## START Material for this exercise
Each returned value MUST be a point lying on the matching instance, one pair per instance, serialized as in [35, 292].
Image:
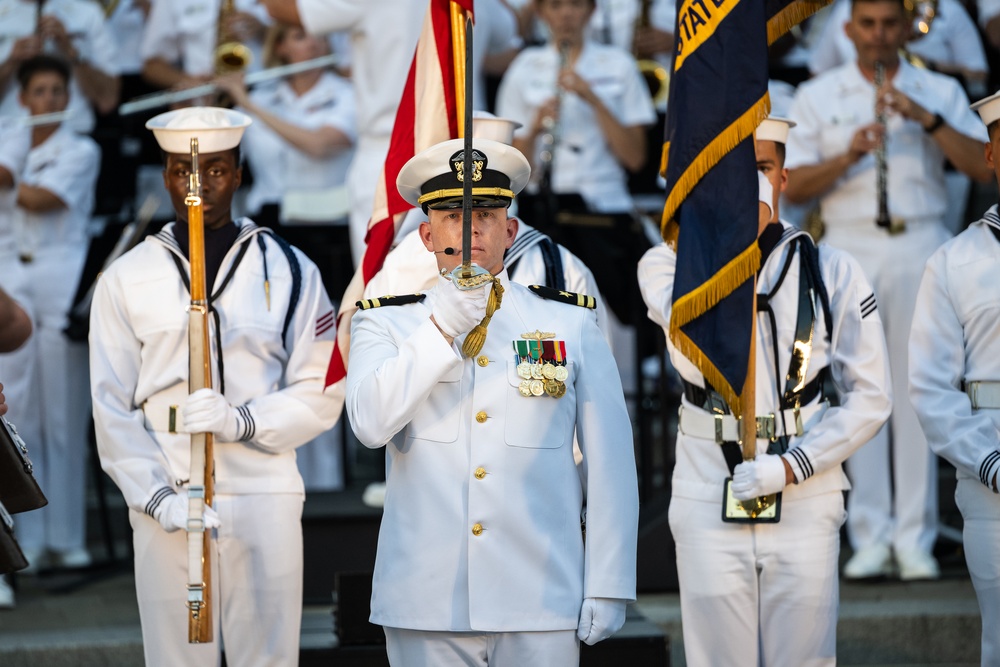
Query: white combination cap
[434, 177]
[217, 129]
[765, 193]
[988, 108]
[774, 128]
[487, 126]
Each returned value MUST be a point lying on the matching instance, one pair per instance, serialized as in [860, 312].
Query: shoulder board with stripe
[571, 298]
[366, 304]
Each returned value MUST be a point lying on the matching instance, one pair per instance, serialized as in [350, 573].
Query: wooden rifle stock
[201, 486]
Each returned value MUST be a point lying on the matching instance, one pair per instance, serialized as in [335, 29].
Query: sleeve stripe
[154, 502]
[989, 468]
[805, 465]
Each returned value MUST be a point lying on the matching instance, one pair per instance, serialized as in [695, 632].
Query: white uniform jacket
[830, 108]
[139, 367]
[583, 161]
[410, 267]
[473, 450]
[278, 166]
[955, 339]
[84, 21]
[856, 355]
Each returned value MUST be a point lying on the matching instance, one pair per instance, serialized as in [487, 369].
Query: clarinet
[551, 126]
[881, 163]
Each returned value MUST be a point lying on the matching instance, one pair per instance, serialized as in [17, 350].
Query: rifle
[200, 487]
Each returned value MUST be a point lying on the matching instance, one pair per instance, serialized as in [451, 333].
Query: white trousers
[980, 509]
[256, 585]
[417, 648]
[893, 504]
[764, 590]
[55, 424]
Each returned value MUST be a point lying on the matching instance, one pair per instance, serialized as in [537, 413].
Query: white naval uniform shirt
[66, 164]
[583, 161]
[84, 21]
[139, 361]
[529, 569]
[409, 267]
[855, 353]
[383, 39]
[828, 111]
[955, 338]
[277, 165]
[15, 142]
[953, 40]
[184, 33]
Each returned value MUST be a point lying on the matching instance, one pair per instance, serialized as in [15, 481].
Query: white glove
[457, 311]
[172, 513]
[600, 618]
[761, 477]
[208, 411]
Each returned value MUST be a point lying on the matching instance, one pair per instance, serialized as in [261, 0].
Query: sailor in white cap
[923, 121]
[480, 553]
[955, 382]
[272, 337]
[771, 589]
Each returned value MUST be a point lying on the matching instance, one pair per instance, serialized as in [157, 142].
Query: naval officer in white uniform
[955, 382]
[481, 558]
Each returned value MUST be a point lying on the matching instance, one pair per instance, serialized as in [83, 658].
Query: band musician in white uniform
[892, 509]
[955, 382]
[480, 557]
[272, 336]
[767, 593]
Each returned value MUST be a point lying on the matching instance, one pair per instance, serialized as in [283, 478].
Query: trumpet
[167, 98]
[230, 55]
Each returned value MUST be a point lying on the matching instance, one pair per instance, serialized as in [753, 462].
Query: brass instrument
[923, 13]
[166, 98]
[655, 74]
[230, 55]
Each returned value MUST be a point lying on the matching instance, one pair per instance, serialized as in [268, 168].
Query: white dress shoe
[874, 560]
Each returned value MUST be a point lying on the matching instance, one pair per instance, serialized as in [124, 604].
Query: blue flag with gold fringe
[718, 96]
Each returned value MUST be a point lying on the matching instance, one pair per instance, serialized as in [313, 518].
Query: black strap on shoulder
[296, 269]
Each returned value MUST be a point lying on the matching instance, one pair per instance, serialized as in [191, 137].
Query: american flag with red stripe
[427, 115]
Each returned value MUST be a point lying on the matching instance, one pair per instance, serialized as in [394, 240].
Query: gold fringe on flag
[709, 156]
[790, 16]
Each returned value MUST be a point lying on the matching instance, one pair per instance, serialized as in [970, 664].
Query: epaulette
[571, 298]
[390, 300]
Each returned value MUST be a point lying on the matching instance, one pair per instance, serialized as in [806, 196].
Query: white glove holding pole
[600, 618]
[761, 477]
[457, 311]
[208, 411]
[173, 510]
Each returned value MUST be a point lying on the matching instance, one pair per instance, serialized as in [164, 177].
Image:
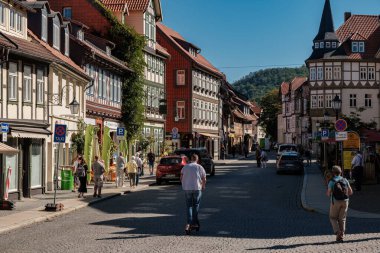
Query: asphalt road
[244, 209]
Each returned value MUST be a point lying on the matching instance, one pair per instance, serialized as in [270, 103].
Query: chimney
[347, 15]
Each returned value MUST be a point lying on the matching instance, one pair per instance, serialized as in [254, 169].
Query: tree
[271, 106]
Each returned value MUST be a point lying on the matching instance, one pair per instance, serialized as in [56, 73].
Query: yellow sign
[352, 142]
[347, 158]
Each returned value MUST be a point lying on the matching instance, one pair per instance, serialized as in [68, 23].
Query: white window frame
[180, 106]
[181, 77]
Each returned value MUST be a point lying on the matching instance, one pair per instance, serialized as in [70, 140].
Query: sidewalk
[314, 199]
[29, 211]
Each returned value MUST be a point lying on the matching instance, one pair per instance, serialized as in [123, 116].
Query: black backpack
[340, 189]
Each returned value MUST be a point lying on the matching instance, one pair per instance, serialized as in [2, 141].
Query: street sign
[340, 125]
[120, 132]
[5, 127]
[60, 133]
[324, 134]
[341, 136]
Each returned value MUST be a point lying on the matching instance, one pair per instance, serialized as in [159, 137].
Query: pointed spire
[326, 27]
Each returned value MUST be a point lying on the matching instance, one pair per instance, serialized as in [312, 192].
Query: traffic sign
[341, 136]
[60, 133]
[5, 127]
[120, 132]
[340, 125]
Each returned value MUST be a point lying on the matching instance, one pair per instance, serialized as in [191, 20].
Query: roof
[199, 59]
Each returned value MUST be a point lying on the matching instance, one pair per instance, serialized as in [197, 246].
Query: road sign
[60, 133]
[5, 127]
[324, 134]
[341, 136]
[340, 125]
[120, 132]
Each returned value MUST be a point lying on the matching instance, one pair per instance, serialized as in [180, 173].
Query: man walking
[151, 159]
[193, 179]
[98, 169]
[120, 165]
[357, 170]
[339, 190]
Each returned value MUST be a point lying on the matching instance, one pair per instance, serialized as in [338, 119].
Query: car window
[170, 161]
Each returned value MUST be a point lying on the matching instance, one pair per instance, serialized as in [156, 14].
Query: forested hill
[257, 84]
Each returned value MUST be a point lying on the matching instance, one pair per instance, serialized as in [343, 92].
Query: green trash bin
[67, 180]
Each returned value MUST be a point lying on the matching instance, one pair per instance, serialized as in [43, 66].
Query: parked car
[169, 168]
[286, 148]
[204, 158]
[290, 162]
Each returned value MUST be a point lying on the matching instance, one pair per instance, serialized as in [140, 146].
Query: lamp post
[337, 105]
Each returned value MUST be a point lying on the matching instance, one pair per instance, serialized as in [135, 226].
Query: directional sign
[60, 133]
[340, 125]
[5, 127]
[120, 132]
[341, 136]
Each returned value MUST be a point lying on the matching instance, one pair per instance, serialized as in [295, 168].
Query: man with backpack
[339, 190]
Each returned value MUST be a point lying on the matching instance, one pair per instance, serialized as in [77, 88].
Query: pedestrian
[338, 191]
[264, 158]
[98, 170]
[151, 159]
[193, 179]
[258, 157]
[120, 165]
[357, 166]
[139, 168]
[81, 173]
[132, 170]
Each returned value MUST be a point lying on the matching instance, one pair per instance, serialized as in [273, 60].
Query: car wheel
[212, 173]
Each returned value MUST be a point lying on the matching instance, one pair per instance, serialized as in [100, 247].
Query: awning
[30, 132]
[7, 150]
[210, 135]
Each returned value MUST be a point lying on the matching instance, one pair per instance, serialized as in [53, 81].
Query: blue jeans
[193, 200]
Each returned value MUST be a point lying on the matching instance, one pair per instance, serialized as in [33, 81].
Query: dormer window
[80, 35]
[67, 12]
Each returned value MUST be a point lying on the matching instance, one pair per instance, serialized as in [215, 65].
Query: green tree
[271, 106]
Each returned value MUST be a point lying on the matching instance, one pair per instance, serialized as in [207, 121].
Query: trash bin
[67, 180]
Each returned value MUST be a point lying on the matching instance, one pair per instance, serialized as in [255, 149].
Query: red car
[169, 168]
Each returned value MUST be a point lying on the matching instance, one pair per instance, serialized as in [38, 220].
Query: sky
[243, 36]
## END Material for this exercise
* **Stated task**:
Rewrite the lines from the one containing "in [295, 168]." through the end of the records, replacing "trash bin" with "garbage can" and leaving everything else unchanged.

* **Finished exercise**:
Each returned value MUST be a point lying on the matching instance, one pair per instance, serialized as in [295, 168].
Query: man with backpack
[339, 190]
Each returned value MUST be a point lying on the matching instance, one pair per instance, serialized as in [77, 88].
Query: pedestrian
[338, 191]
[264, 158]
[98, 170]
[151, 159]
[193, 179]
[258, 157]
[120, 165]
[357, 166]
[139, 168]
[81, 173]
[132, 170]
Each returned value MUST be a point lying on the matching instance, one pair per instance, serialized as in [273, 60].
Query: car wheel
[212, 173]
Each returned value MUST be a point lying on the matching instance, one pair per instance, serialized as in [100, 247].
Query: awning
[30, 132]
[7, 150]
[210, 135]
Each returned value MUST be a point lying on the matching instance, one pair per instance, serialized as in [53, 81].
Query: blue jeans
[193, 200]
Each returned value MUST be a point lying on the matching instance, one pair per instance, serialized as in [33, 81].
Query: dormer window
[80, 35]
[67, 12]
Each returned value MUST be a point lying on the matching instance, one pair per instance, serialized as in [215, 65].
Query: green tree
[271, 106]
Each returned value MUST be a point lying on the matching instance, one pair per instance, serialized as in [207, 121].
Query: garbage can
[67, 180]
Each returned value MUST be a point lying on the matching instance, one pair per instance, serialized as in [255, 149].
Query: red car
[169, 168]
Each returned value MUST be a point lying on the matching instance, one pair per instance, serialized as in [38, 220].
Query: sky
[243, 36]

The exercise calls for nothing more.